** Entries provided follows **

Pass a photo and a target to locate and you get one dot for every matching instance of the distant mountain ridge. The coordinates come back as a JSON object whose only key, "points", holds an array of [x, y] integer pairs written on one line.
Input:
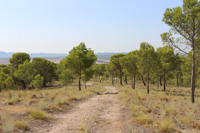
{"points": [[9, 54], [55, 57], [104, 56]]}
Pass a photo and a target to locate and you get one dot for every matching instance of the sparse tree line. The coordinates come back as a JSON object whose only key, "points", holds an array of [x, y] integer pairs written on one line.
{"points": [[24, 73], [162, 66]]}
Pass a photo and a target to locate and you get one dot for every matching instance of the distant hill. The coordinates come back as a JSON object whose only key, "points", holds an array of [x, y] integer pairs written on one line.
{"points": [[9, 55], [54, 57]]}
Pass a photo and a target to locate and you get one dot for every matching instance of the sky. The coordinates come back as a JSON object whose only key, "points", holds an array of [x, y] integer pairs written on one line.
{"points": [[56, 26]]}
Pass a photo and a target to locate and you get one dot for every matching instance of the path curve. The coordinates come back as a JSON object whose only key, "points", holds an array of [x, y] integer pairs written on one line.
{"points": [[99, 114]]}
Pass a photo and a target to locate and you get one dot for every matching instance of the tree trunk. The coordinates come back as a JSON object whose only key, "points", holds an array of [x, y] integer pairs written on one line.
{"points": [[79, 82], [164, 84], [193, 74], [161, 81], [177, 83], [23, 84], [134, 81], [112, 81], [157, 84], [126, 79], [143, 81], [147, 82], [121, 77]]}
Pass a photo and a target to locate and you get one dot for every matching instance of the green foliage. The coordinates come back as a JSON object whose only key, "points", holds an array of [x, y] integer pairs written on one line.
{"points": [[128, 63], [65, 77], [99, 70], [38, 81], [79, 59], [18, 58], [146, 61], [9, 83], [115, 62], [25, 72], [87, 74], [45, 68]]}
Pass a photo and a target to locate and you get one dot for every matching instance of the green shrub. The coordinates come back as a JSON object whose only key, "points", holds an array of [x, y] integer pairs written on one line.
{"points": [[7, 122]]}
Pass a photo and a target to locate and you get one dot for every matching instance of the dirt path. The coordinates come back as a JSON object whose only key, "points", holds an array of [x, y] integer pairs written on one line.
{"points": [[99, 114]]}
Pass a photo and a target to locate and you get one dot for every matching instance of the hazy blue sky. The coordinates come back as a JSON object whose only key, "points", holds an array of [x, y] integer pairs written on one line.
{"points": [[56, 26]]}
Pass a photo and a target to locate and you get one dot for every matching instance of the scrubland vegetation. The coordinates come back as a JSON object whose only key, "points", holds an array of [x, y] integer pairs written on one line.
{"points": [[19, 108], [169, 111], [30, 87]]}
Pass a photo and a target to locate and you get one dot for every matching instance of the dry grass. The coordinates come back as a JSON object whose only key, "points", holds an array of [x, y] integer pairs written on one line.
{"points": [[21, 124], [37, 114], [36, 103], [164, 111]]}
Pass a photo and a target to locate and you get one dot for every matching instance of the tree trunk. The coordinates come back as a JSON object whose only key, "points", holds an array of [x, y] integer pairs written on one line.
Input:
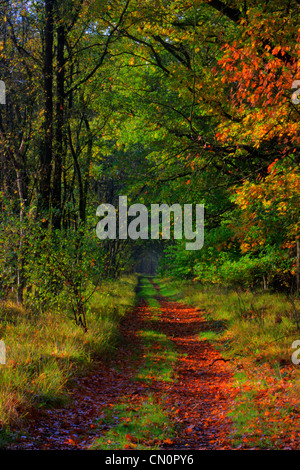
{"points": [[46, 151], [59, 141]]}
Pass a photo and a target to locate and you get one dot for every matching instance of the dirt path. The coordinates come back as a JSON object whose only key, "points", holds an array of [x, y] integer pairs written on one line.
{"points": [[200, 397]]}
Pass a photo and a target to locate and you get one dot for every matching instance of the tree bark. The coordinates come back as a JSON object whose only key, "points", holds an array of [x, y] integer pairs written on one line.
{"points": [[47, 149]]}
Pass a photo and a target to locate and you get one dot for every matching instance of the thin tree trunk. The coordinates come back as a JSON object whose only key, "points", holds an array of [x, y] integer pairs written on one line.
{"points": [[59, 142], [47, 150]]}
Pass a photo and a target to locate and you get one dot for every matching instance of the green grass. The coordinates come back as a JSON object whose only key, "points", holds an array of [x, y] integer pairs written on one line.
{"points": [[147, 292], [160, 357], [256, 331], [44, 352]]}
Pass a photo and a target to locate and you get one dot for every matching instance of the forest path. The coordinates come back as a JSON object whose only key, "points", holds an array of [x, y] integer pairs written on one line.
{"points": [[197, 395]]}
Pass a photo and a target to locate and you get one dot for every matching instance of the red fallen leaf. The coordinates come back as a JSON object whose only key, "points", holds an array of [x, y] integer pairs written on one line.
{"points": [[190, 429], [168, 441], [70, 441], [130, 438]]}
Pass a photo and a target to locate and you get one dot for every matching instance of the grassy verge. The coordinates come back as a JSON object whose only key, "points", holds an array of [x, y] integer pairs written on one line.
{"points": [[256, 332], [44, 352]]}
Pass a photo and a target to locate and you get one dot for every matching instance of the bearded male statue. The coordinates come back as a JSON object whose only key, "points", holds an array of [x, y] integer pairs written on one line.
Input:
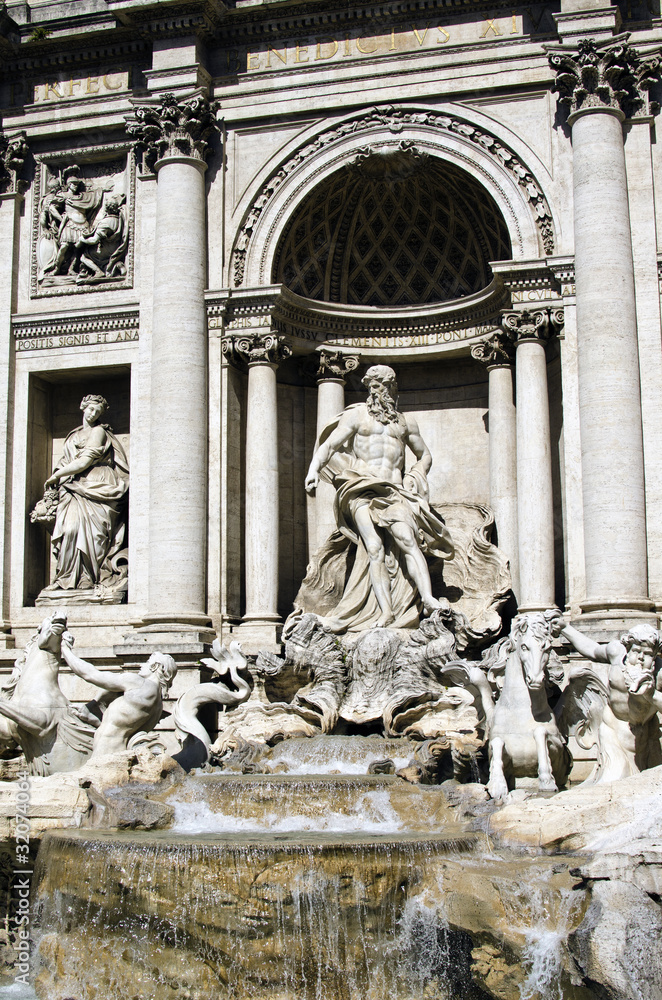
{"points": [[373, 571]]}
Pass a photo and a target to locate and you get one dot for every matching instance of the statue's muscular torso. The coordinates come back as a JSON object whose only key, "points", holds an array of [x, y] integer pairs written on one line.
{"points": [[379, 447]]}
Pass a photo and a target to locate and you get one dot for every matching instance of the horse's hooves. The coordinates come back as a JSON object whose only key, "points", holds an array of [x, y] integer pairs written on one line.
{"points": [[498, 791]]}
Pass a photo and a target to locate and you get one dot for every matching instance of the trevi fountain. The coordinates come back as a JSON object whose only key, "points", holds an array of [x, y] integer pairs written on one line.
{"points": [[331, 474]]}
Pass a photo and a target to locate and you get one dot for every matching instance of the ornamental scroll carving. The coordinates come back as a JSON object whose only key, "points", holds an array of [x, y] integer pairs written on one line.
{"points": [[174, 128], [335, 365], [496, 351], [604, 75], [397, 119], [532, 324], [13, 156], [256, 349]]}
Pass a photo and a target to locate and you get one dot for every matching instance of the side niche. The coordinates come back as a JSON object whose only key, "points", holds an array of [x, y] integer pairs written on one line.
{"points": [[83, 223], [93, 505]]}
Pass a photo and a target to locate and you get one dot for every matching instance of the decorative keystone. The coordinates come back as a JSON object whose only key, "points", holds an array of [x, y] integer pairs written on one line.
{"points": [[175, 128], [496, 351], [604, 75], [256, 349]]}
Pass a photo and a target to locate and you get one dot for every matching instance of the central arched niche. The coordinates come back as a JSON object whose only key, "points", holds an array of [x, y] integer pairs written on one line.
{"points": [[393, 228]]}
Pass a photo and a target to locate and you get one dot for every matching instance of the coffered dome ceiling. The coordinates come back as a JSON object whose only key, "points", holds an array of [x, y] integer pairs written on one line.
{"points": [[392, 229]]}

** End of Entries provided **

Work to be completed: Write out every record above exactly as it stands, but leave out the pictures.

The completed task:
Pass a photo and a target to locate and you get one dot for every matching instance of the distant mountain ridge. The coordinates come back as a JSON object whose only key, "points", holds an array of [x, y] integer pairs written on one line.
Input:
{"points": [[9, 54], [55, 57], [104, 56]]}
Pass a photo and a target to locate and you get one dot for every matching instance of the sparse tree line. The coordinates come back as a JSON object whose only key, "points", holds an array of [x, y] integer pairs written on one line.
{"points": [[24, 73], [162, 66]]}
Pass a photo and a target to locate and you get one dot for every matching instance of the distant hill. The coordinates come back as a JSON object whose only key, "points", holds an array of [x, y] integer pairs written on one line.
{"points": [[9, 55], [54, 57]]}
Pass a photo and a target to locate and you get one dot for every matching instance of the sky. The coordinates come back as a JSON object whose only key, "points", holds an array of [x, y] integer pairs written on one line.
{"points": [[56, 26]]}
Pass a photo and a target to locate and you get one dot for every matching instance of the path curve. The coordinates come back as a JSON object whose only key, "points", holds an array of [x, y] integer pairs written on one line.
{"points": [[99, 114]]}
Pass a photo and a target to locate and you get one dot for every matching instance of the tree trunk. The coordinates come back as a JSON object whose only key, "points", holds an array of [x, y] integer pairs written on one line.
{"points": [[79, 82], [164, 84], [193, 74], [161, 81], [177, 83], [23, 84], [134, 81], [112, 81], [157, 84], [126, 79], [143, 81], [147, 82], [121, 77]]}
Pass a photo and a target to locate and you get one dot for every matching instance of the green foliage. The coordinates come back as a JSON object whose only key, "points", holds an array of [x, y] integer pairs written on one line.
{"points": [[128, 63], [65, 77], [99, 70], [38, 81], [79, 59], [18, 58], [146, 61], [9, 83], [115, 62], [25, 72], [87, 74], [45, 68]]}
Pass a photo and a target to locate and you get one dot for every matching instance of the green shrub. The coordinates come back as a JSON object whose only key, "points", holds an array of [x, y] integer pairs written on one line.
{"points": [[7, 122]]}
Pass a photo and a target to locate and you get one dot for every matching instance of the dirt path. The coordinates come back as a JSON object whose only key, "points", holds an array of [x, y] integer pairs written on one line.
{"points": [[99, 114]]}
Pass a photo and a target to locate and you get one dot for every matching instance of the hazy blue sky. The coordinates come back as a JSON object whose only key, "points", holds an array of [x, y] integer pairs written on one line.
{"points": [[56, 26]]}
Pass a photo and a target to locate and you get one dot for every matching instance of the scrubland vegetation. The coordinates come back as a JSON object whose only key, "points", holds an array of [x, y] integer pairs written on one line.
{"points": [[19, 108], [169, 111], [30, 87]]}
Pass a photo and a target to locate and you get one dot for every matching instance of the dry grass. The coordinates come back as a JSON object whose only key, "points", holds an array of [x, y] integer pairs written on one line.
{"points": [[21, 124], [37, 114], [36, 103], [164, 111]]}
Pass a photo and a target to locate and you get one dot for every matching instance of the tree trunk. The coordinates come back as a JSON object whose only key, "points", holds an array of [x, y] integer pairs written on one line.
Input:
{"points": [[46, 151], [59, 141]]}
Pass a photo and a target to locate and you get one dot for every matching instance of the dirt path. The coordinates come back as a JSON object whose only key, "points", holds an array of [x, y] integer pairs written on one line.
{"points": [[200, 397]]}
Pass a photo and a target to locate and you get one dot for every matching instance of the tree bark. The coordinates come back as a JSON object whose only key, "points", holds an array of [x, y] integer pairs written on one line.
{"points": [[47, 149]]}
Pass a photo and a target to locate and you get one dot for every matching instance of the thin tree trunk. The coordinates come back as a JSON object whose only key, "points", holds an array of [x, y] integer pairs written on one line.
{"points": [[59, 142], [47, 150]]}
Pass a photo and a target to locate and you get one dot for every matching instance of the green grass. The coordinates come back as a JSON object whose only key, "points", holds an array of [x, y] integer pairs written on one line.
{"points": [[147, 292], [160, 357], [256, 331], [44, 352]]}
Pass a photo and a target to locate and you get one dot for every matching instance of the forest path. The coordinates come back as a JSON object whose only key, "points", holds an array of [x, y] integer pairs written on one line.
{"points": [[197, 395]]}
Pass a photo and a target to locate and you get one dot for every matching instance of the red fallen leaf. The coordinates come back as a JSON object whose only key, "points", holds an array of [x, y] integer pairs written on one line.
{"points": [[190, 429], [168, 441], [70, 441], [130, 438]]}
Pass a photo and a target to locate and you get one dot for every matching instance of the grassy verge. The coordinates come back as a JSON object whose only key, "points", holds an array of [x, y] integer pairs written on one line.
{"points": [[256, 332], [44, 352]]}
Pass a photo and a target to locate and you get one dot for every matching instance of the bearded male statue. The coordinates come back as a JSON object whose only key, "points", holds an array of [x, y] integer pairs written on one line.
Input:
{"points": [[373, 571]]}
Pass a photo and a target to locate and you get one dot for every matching instance of the statue's muscular torso. The coordinates come back as a JSON object whose only key, "points", holds an array of [x, y] integer pairs written on one line.
{"points": [[379, 447]]}
Pass a photo and a target to locate and you get one dot for every matching instance of the horse's hooves. The coordinates come back as a JSON object whose only key, "points", holds an array of [x, y] integer pairs written on one line.
{"points": [[498, 791]]}
Pass a photo and a target to locate and you get one dot for every matching instance of the trevi fountain. The coordinates come back as a JSON object whose only key, "points", holds an array of [x, y] integer pairs written on one line.
{"points": [[331, 474]]}
Pass a photo and a target to locate and you get one dot for every matching instance of the ornamental scroll carving. The coordinates come back as a JSON object whose only key, "points", holds an array of [x, y] integer pairs written on one line.
{"points": [[174, 128], [335, 365], [496, 351], [604, 75], [397, 119], [532, 324], [13, 156], [256, 349]]}
Pass a photo and a target to locate and you get one dot for every matching instance of the side niche. The coordinates come back as a JSON object whose only key, "points", holds an array of [x, y] integer pairs written on one line.
{"points": [[83, 223], [93, 505]]}
Pass a photo and a target to locate and you get one dot for every matching instance of the decorative keystone. The coordinates come back as a JSON object whose only key, "points", holds an array of [x, y] integer pairs written on one line.
{"points": [[175, 128], [496, 351], [604, 75], [256, 349]]}
Pass a photo and a target to locate and you get one dot for every matching instance of the central arched niche. The coordinates come back as a JSON object whose only key, "points", holds an array of [x, y] integer pairs written on one line.
{"points": [[393, 228]]}
Pass a photo and a target to locate and you get one dot for every matching instance of the coffered dome ceiling. The coordinates come back as a JSON object whose only key, "points", holds an array of [x, y] integer pairs written on one line.
{"points": [[392, 229]]}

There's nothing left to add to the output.